Textabschnitt —
Das Griechische Forum der Migranten (GFM), ein Netzwerk von NGOs und regionalen Vereinigungen, weist darauf hin, dass das Problem der Migranten, die gezwungen sind, ihre Unterbringung zu verlassen und obdachlos zu leben, ein strukturelles Problem ist, wie es auch 2019 - vor den Wahlen, die die konservative Mītsotakīs an die Macht brachten - aufgeworfen wurde.

"Es mangelt an konkreten Eingliederungspolitiken für Migranten und Flüchtlinge in Griechenland. Das Problem bestand bereits vor den massiven Flüchtlingsströmen im Jahr 2015. Seitdem ist es den griechischen Regierungen mit verschiedenen vorübergehenden Maßnahmen und Politiken gelungen, einige der Grundbedürfnisse zu befriedigen, aber sie haben den Menschen keinen Zugang zu einem durchführbaren Plan und Programm für ihre Eingliederung gewährt und gewähren ihnen immer noch keinen Zugang zu einem durchführbaren Plan und Programm, das ihnen helfen wird, aktive Mitglieder der Gesellschaft zu werden", sagte Adla Shashati, Direktorin von GFM, gegenüber Euronews. "Inklusion bedeutet für uns Teilhabe und Recht auf Zugang zum Arbeitsmarkt, zu Gesundheit, Bildung, Kultur, religiösen Rechten, Politik, öffentlichen Veranstaltungen".

(Datensatzeinträge)
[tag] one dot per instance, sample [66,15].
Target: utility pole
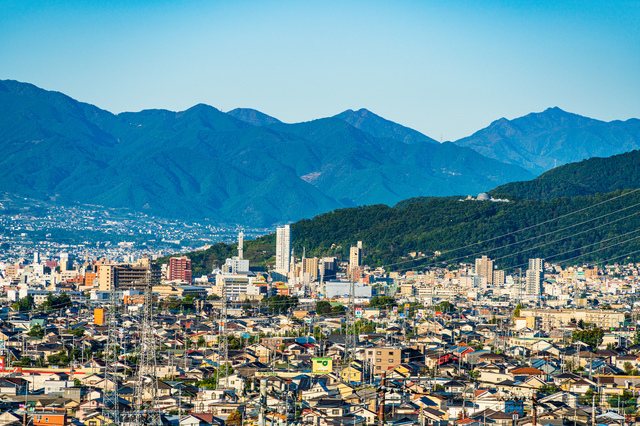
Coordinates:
[112,411]
[223,342]
[351,339]
[146,413]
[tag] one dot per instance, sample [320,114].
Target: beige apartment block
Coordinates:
[381,359]
[554,318]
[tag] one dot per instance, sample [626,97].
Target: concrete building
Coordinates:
[533,280]
[283,249]
[484,267]
[128,276]
[179,269]
[381,359]
[554,318]
[341,288]
[310,266]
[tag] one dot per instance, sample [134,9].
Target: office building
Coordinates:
[283,249]
[179,269]
[533,280]
[484,267]
[127,276]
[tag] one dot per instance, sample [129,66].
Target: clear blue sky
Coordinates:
[442,67]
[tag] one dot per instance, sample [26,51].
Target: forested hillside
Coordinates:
[606,227]
[588,177]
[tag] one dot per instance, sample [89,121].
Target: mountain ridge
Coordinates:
[203,162]
[541,141]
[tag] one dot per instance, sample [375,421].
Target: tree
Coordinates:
[516,311]
[56,302]
[627,367]
[382,302]
[592,337]
[234,419]
[36,331]
[25,304]
[445,306]
[323,308]
[279,304]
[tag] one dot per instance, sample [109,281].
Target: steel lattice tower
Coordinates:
[146,384]
[223,342]
[110,399]
[350,342]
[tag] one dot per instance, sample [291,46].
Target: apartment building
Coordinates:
[383,358]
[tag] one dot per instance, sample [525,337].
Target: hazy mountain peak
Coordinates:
[379,127]
[540,141]
[253,117]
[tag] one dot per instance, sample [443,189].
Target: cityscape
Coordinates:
[285,213]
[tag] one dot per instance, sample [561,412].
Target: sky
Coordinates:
[445,68]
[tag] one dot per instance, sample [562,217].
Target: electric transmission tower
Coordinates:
[145,401]
[223,342]
[351,339]
[112,411]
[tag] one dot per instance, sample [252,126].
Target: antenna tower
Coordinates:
[146,384]
[350,344]
[112,411]
[223,342]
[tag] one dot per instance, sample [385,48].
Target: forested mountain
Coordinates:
[202,162]
[587,177]
[379,127]
[541,141]
[509,232]
[253,117]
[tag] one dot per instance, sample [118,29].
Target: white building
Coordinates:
[283,249]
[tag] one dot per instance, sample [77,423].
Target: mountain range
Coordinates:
[241,167]
[541,141]
[249,168]
[579,212]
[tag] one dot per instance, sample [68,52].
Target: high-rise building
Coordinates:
[484,267]
[179,269]
[533,280]
[310,266]
[283,249]
[355,255]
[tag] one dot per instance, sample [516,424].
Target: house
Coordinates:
[201,419]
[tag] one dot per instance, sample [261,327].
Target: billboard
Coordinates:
[322,365]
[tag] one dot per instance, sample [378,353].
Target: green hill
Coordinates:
[446,224]
[206,163]
[588,177]
[541,141]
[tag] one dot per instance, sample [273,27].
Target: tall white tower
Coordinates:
[283,249]
[241,245]
[534,277]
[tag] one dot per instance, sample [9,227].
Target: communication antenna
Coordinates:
[223,342]
[351,340]
[146,384]
[110,399]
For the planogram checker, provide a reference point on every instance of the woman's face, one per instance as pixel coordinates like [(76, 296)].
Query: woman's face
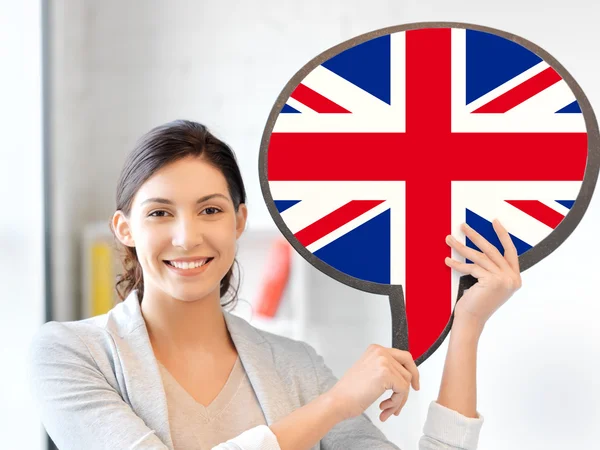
[(183, 212)]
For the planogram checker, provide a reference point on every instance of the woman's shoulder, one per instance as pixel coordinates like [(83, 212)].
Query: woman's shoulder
[(70, 342), (288, 353)]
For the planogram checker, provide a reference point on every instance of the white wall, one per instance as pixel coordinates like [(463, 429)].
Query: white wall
[(120, 68), (21, 222)]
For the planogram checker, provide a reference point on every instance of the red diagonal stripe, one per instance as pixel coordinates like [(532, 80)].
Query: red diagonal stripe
[(334, 220), (316, 101), (539, 211), (522, 92)]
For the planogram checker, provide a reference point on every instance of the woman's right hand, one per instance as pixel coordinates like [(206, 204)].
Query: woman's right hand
[(378, 369)]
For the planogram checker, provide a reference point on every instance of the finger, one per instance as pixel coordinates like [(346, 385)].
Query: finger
[(467, 269), (386, 414), (393, 402), (405, 359), (472, 254), (488, 249), (401, 406), (510, 251)]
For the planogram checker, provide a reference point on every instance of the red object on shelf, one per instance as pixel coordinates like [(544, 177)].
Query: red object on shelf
[(275, 278)]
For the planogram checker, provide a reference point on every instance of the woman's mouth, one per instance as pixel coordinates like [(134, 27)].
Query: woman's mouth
[(188, 268)]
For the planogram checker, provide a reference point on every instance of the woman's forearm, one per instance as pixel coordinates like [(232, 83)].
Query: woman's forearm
[(307, 425), (458, 390)]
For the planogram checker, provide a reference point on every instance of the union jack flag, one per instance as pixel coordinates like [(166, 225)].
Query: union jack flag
[(387, 147)]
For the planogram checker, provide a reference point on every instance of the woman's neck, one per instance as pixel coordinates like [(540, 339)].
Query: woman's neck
[(178, 327)]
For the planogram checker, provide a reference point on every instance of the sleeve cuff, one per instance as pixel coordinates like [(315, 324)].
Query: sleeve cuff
[(257, 438), (452, 428)]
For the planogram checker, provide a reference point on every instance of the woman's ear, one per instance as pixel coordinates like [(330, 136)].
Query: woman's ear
[(122, 229), (241, 217)]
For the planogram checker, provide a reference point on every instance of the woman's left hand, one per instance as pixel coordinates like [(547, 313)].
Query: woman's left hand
[(498, 277)]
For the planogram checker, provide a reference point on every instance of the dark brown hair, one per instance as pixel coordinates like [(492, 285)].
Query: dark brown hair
[(159, 147)]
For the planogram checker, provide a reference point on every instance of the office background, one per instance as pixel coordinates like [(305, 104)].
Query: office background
[(82, 80)]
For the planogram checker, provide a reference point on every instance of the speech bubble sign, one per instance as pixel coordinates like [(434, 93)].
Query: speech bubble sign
[(381, 146)]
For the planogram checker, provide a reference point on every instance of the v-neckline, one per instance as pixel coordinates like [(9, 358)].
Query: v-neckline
[(222, 399)]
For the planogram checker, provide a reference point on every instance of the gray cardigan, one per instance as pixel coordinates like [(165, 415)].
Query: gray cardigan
[(97, 386)]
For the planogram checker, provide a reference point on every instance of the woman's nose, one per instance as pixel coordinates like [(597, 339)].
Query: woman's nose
[(188, 234)]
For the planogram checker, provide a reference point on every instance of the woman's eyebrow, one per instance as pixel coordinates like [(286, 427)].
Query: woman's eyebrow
[(169, 202)]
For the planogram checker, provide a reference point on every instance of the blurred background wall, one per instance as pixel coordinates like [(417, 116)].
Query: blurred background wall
[(116, 69)]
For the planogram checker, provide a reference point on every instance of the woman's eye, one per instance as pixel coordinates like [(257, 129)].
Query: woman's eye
[(212, 208), (157, 214)]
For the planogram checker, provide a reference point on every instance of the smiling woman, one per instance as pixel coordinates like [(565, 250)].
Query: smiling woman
[(169, 367)]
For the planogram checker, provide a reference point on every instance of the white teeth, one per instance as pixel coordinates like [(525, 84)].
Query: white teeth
[(186, 265)]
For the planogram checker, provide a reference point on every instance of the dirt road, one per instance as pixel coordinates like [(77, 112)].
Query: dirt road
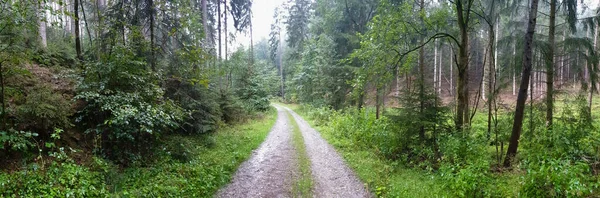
[(272, 168)]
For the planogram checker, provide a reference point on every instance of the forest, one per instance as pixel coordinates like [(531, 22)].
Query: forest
[(418, 98)]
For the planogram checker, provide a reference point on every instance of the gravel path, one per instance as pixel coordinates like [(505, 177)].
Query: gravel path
[(331, 176), (272, 168)]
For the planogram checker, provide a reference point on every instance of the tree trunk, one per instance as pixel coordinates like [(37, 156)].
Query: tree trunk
[(435, 67), (205, 22), (550, 67), (219, 29), (152, 47), (377, 102), (77, 39), (519, 111), (42, 25), (491, 72), (226, 39), (451, 68), (4, 115), (440, 70), (463, 115), (67, 18), (514, 70), (87, 27)]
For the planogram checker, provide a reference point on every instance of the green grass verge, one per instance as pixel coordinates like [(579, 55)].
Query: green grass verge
[(187, 166), (383, 177), (303, 184)]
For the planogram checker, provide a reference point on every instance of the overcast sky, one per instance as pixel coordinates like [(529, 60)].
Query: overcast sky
[(262, 19)]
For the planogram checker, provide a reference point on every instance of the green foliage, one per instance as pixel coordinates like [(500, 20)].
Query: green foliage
[(232, 108), (63, 179), (44, 110), (204, 167), (124, 106), (252, 92), (16, 140), (557, 178), (200, 103)]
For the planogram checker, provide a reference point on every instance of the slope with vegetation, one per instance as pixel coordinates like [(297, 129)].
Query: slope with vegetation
[(466, 98), (126, 98)]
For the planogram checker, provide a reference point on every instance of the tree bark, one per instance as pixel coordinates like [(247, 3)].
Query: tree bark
[(550, 67), (463, 115), (205, 22), (491, 70), (422, 80), (152, 47), (77, 39), (527, 61), (42, 25), (87, 27)]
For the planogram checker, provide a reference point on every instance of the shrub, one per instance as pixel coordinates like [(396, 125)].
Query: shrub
[(60, 179), (557, 178), (471, 180), (124, 106), (199, 102), (44, 110)]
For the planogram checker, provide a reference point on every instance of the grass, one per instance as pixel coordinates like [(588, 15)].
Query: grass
[(186, 166), (383, 177), (210, 168), (303, 184)]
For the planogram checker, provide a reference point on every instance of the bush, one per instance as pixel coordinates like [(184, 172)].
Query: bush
[(44, 110), (199, 102), (557, 178), (63, 178), (124, 106), (470, 180)]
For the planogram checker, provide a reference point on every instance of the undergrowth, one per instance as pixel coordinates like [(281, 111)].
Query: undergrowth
[(557, 163), (186, 166)]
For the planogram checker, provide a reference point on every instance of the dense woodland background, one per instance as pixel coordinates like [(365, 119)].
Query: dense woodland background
[(477, 93)]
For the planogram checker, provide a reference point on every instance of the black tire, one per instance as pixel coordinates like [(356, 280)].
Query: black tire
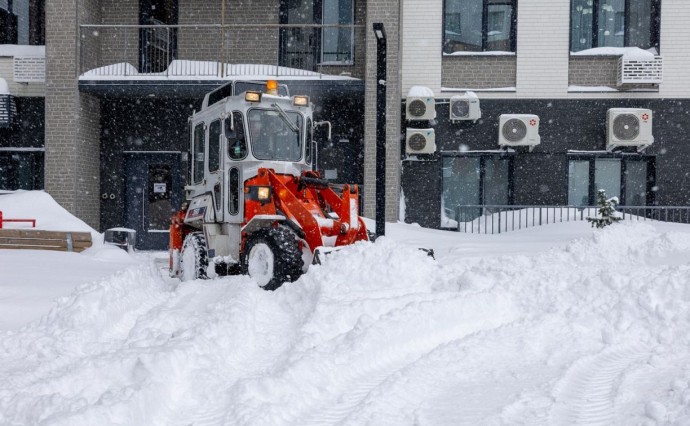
[(194, 257), (272, 257)]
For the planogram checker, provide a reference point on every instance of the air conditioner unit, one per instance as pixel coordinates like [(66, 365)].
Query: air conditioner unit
[(465, 107), (629, 127), (420, 108), (420, 141), (518, 130)]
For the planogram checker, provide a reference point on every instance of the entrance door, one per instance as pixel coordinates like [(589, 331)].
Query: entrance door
[(154, 190)]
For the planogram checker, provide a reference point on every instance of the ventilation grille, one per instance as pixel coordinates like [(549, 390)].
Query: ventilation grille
[(8, 110), (417, 142), (514, 130), (417, 108), (626, 127), (460, 109), (640, 71)]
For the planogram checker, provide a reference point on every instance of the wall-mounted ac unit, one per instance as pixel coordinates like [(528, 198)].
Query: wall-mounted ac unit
[(640, 70), (629, 127), (518, 130), (420, 108), (420, 141), (465, 107)]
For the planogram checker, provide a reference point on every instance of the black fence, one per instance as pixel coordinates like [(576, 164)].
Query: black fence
[(496, 219)]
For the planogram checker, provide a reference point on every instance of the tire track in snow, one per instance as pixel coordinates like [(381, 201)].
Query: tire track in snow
[(366, 371), (586, 393)]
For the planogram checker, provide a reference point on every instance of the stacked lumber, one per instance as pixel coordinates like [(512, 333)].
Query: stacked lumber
[(32, 239)]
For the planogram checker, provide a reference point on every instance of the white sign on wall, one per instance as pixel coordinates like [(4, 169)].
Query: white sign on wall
[(29, 69)]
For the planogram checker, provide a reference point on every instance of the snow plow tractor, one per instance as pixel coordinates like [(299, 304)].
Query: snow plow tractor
[(255, 203)]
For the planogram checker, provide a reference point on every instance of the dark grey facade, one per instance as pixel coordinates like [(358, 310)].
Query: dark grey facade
[(569, 129)]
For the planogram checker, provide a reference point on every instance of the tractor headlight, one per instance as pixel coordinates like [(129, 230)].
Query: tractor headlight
[(263, 193), (300, 100), (250, 96)]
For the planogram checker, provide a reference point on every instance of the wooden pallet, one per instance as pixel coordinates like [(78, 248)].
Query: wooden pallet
[(32, 239)]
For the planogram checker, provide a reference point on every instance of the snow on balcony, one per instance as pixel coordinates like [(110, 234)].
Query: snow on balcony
[(206, 70)]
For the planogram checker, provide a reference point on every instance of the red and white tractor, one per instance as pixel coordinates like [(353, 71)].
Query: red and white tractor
[(254, 204)]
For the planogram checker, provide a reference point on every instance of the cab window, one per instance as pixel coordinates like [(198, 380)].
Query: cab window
[(214, 146), (310, 137), (199, 153), (237, 141)]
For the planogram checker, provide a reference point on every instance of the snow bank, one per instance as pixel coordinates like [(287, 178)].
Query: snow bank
[(584, 330), (41, 206)]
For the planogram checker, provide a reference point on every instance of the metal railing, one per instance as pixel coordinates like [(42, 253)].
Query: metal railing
[(496, 219), (215, 50)]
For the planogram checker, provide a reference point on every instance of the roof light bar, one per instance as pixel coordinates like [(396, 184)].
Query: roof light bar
[(300, 100), (251, 96)]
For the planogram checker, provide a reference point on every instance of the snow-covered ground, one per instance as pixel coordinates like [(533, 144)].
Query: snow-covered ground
[(556, 325)]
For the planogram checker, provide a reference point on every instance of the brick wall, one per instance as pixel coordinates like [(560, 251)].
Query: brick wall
[(478, 72), (71, 158), (593, 71), (385, 11)]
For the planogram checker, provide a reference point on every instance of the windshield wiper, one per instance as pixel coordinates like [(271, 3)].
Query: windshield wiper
[(285, 118)]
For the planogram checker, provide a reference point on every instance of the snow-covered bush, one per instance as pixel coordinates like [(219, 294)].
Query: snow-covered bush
[(607, 211)]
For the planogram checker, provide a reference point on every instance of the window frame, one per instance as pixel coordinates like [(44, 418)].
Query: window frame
[(317, 34), (654, 30), (625, 158), (196, 142), (215, 146), (485, 28), (483, 158)]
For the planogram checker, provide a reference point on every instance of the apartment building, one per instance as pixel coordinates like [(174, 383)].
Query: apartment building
[(101, 111), (543, 102), (22, 91)]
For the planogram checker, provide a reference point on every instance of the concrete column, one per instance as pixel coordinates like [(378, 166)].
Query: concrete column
[(388, 12), (72, 120)]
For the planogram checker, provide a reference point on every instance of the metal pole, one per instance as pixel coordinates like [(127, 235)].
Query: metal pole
[(380, 34), (222, 39)]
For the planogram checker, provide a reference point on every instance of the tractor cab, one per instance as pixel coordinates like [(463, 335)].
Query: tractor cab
[(255, 203)]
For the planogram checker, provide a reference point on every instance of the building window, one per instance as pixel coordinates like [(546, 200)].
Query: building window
[(22, 22), (157, 44), (307, 47), (21, 168), (473, 181), (479, 25), (614, 23), (630, 178)]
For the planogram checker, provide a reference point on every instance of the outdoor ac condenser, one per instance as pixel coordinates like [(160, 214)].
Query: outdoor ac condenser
[(629, 127), (518, 130), (420, 141)]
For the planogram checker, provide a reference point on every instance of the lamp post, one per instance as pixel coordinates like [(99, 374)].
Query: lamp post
[(380, 34)]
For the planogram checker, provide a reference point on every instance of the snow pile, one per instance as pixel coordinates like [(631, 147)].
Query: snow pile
[(30, 280), (498, 330), (41, 206)]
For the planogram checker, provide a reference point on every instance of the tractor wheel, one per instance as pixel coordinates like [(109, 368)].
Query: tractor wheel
[(272, 257), (194, 257)]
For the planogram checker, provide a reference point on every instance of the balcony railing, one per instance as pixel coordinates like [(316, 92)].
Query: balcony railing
[(220, 51), (496, 219)]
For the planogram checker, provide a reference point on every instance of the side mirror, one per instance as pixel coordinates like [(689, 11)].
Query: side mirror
[(230, 128)]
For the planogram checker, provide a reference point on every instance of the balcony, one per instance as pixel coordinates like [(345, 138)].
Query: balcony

Aufgabenbeschreibung — Zitiere aus dem Text über Migranten in Griechenland die Stelle zwischen „Das Griechische Forum“ und „- aufgeworfen wurde.“, beide eingeschlossen.

Ergebnis —
Das Griechische Forum der Migranten (GFM), ein Netzwerk von NGOs und regionalen Vereinigungen, weist darauf hin, dass das Problem der Migranten, die gezwungen sind, ihre Unterbringung zu verlassen und obdachlos zu leben, ein strukturelles Problem ist, wie es auch 2019 - vor den Wahlen, die die konservative Mītsotakīs an die Macht brachten - aufgeworfen wurde.